Section 1.02 — Definitions: The following definitions shall apply:
(1) Acceptance Date: The term “Acceptance Date” shall mean the date the Software is accepted by Licensee as provided under this License. More specifically, it’s the date that the software shall be fully enabled and recurring charges shall begin.
(2) Access: The term “access” and variants thereof shall mean to store data in, retrieve data from or otherwise approach or make use of (directly or indirectly) through electronic means or otherwise the Software.
(3) Cancellation Notice: The term “Cancellation Notice” shall mean that written notice sent by one party to this License to the other party to this License seeking to cancel this License because of breach by such other party.
(4) Computer: The term “Computer” shall mean any desktop or laptop but excludes any handheld mobile device such as cell phones, smart phones, pdas, etc.
(5) Documentation: The term “Documentation” shall mean that certain BALLOON ORDERING User’s Guide including all updates thereto.
(6) Defect Notice: The term “Defect Notice” shall mean that certain written notice from Licensee to Licensor identifying discrepancies between the actual performance of the Software and the performance of the Software represented in the Documentation.
(7) Effective Date: The term “Effective Date” shall mean the date this License is signed by Licensor.
(8) Implement: The term “implement” and variants thereof (including, but not limited to, the terms “implementation”, “implementing” and “implemented”) shall mean to load and make available for user access.

# Your tasks
a) List every term that the license definitions define, in the order they appear.
b) Please rewrite the license definitions paragraph that begins "(1) Acceptance Date" in fewer words, keeping its main facts.
c) From the license definitions, transcribe the stretch from "(5) Documentation: The" through "in the Documentation.".

# Extracted material
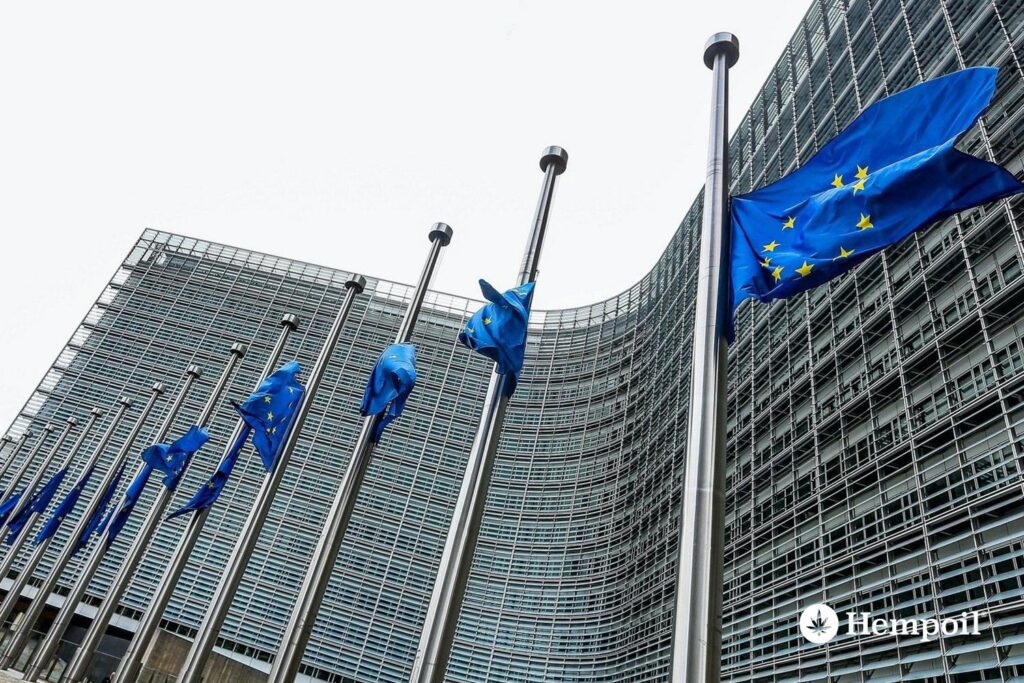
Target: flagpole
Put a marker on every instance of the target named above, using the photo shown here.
(79, 666)
(192, 670)
(13, 454)
(130, 667)
(15, 545)
(18, 639)
(19, 472)
(300, 624)
(445, 601)
(14, 593)
(696, 647)
(67, 612)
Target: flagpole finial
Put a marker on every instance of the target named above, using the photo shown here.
(441, 232)
(557, 156)
(722, 43)
(357, 283)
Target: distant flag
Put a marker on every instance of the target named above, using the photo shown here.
(390, 384)
(35, 505)
(95, 522)
(8, 506)
(499, 330)
(891, 172)
(171, 459)
(210, 492)
(117, 517)
(269, 410)
(66, 507)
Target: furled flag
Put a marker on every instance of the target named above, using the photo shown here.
(210, 492)
(894, 170)
(172, 459)
(37, 504)
(499, 330)
(8, 506)
(389, 385)
(95, 523)
(66, 507)
(117, 517)
(269, 411)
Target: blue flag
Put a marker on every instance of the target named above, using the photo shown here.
(172, 459)
(499, 330)
(208, 494)
(269, 411)
(894, 170)
(66, 507)
(95, 522)
(389, 385)
(37, 504)
(117, 517)
(9, 505)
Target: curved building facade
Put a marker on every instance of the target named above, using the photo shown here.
(876, 426)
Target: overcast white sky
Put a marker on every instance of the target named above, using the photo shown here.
(338, 132)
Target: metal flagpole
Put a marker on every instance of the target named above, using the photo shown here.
(300, 624)
(14, 594)
(48, 646)
(79, 665)
(131, 664)
(15, 544)
(445, 601)
(13, 454)
(192, 670)
(19, 472)
(696, 646)
(67, 613)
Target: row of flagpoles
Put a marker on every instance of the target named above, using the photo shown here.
(271, 420)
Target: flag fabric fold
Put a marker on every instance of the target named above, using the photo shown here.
(208, 494)
(171, 459)
(893, 171)
(65, 508)
(37, 504)
(498, 331)
(390, 383)
(269, 411)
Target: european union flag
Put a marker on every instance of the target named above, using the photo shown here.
(8, 506)
(118, 516)
(269, 410)
(208, 494)
(499, 330)
(95, 523)
(173, 458)
(37, 504)
(389, 385)
(894, 170)
(66, 507)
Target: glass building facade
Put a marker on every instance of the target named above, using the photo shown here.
(876, 425)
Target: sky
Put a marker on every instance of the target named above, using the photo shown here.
(339, 132)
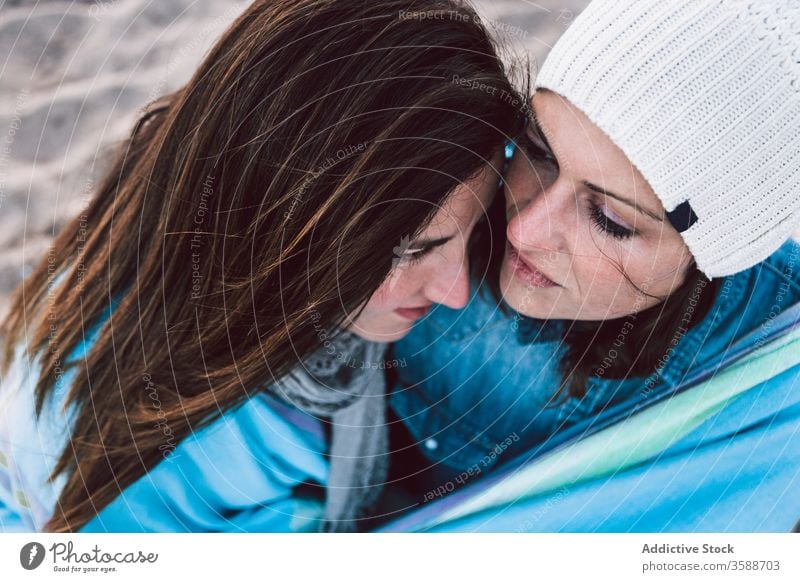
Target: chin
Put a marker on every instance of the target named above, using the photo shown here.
(530, 301)
(387, 334)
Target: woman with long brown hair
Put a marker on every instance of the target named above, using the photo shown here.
(203, 349)
(651, 209)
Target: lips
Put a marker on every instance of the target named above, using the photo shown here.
(413, 313)
(526, 271)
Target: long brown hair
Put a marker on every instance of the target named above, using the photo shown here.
(257, 203)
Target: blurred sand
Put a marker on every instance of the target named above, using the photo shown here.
(75, 75)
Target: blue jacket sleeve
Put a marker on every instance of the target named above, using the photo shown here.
(243, 473)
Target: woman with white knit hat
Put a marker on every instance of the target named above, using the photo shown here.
(650, 205)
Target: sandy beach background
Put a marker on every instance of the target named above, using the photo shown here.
(74, 75)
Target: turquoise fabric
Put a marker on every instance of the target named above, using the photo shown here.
(723, 455)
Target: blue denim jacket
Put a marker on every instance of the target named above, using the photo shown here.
(476, 388)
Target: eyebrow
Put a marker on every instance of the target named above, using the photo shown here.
(594, 187)
(644, 211)
(534, 124)
(431, 243)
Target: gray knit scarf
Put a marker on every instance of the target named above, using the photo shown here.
(344, 382)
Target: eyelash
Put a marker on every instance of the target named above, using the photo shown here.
(606, 225)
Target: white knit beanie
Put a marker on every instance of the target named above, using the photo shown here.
(703, 96)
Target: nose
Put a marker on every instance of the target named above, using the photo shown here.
(449, 285)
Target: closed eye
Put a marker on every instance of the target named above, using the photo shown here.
(606, 225)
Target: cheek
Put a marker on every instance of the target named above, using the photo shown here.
(393, 293)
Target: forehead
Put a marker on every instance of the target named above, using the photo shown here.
(469, 200)
(585, 151)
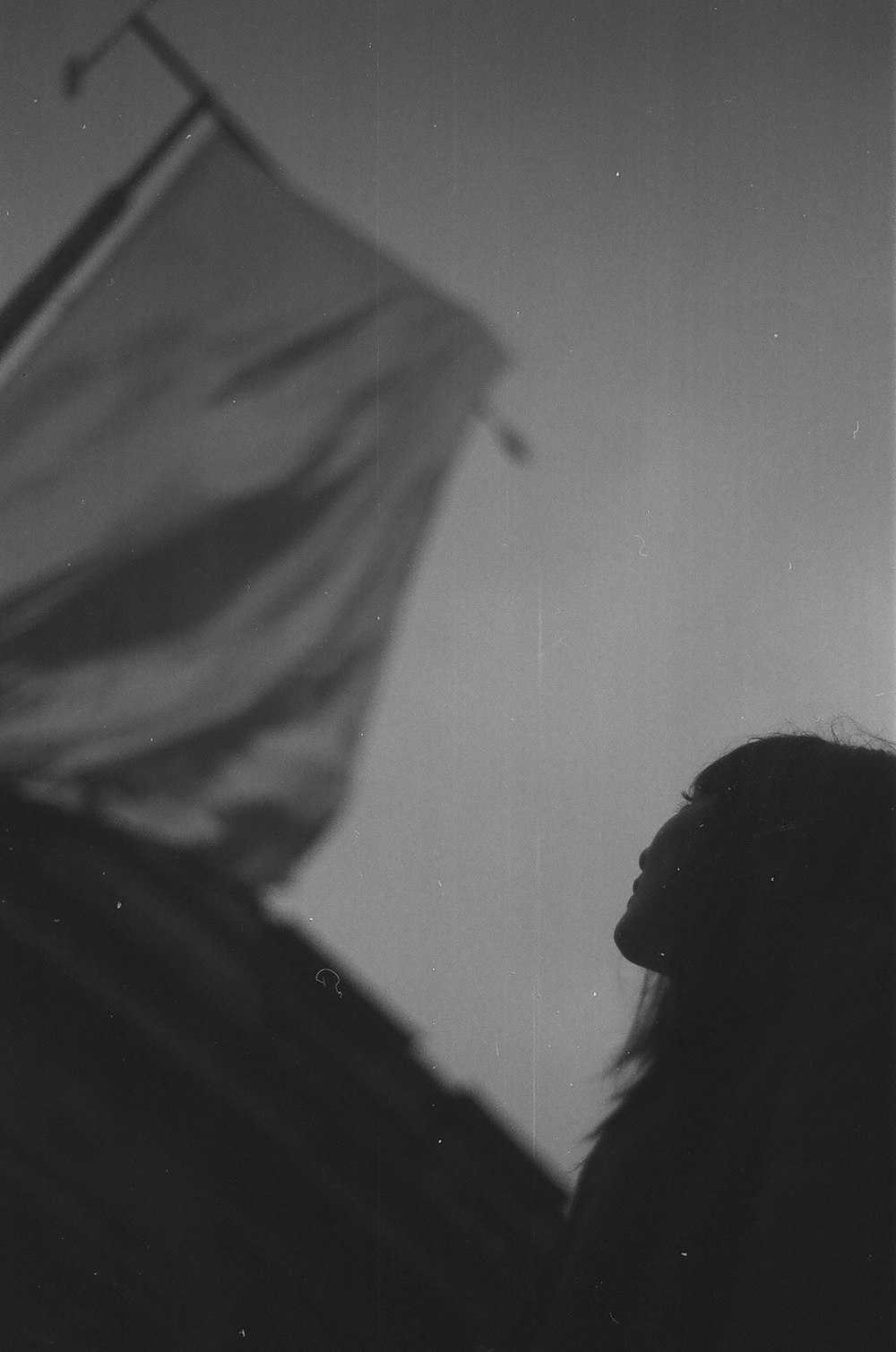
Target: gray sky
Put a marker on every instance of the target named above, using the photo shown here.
(678, 217)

# Answers
a)
1. Acceptance Date
2. Access
3. Cancellation Notice
4. Computer
5. Documentation
6. Defect Notice
7. Effective Date
8. Implement

b) (1) Acceptance Date: the date Licensee accepts the Software under this License, when the software is fully enabled and recurring charges begin.

c)
(5) Documentation: The term “Documentation” shall mean that certain BALLOON ORDERING User’s Guide including all updates thereto.
(6) Defect Notice: The term “Defect Notice” shall mean that certain written notice from Licensee to Licensor identifying discrepancies between the actual performance of the Software and the performance of the Software represented in the Documentation.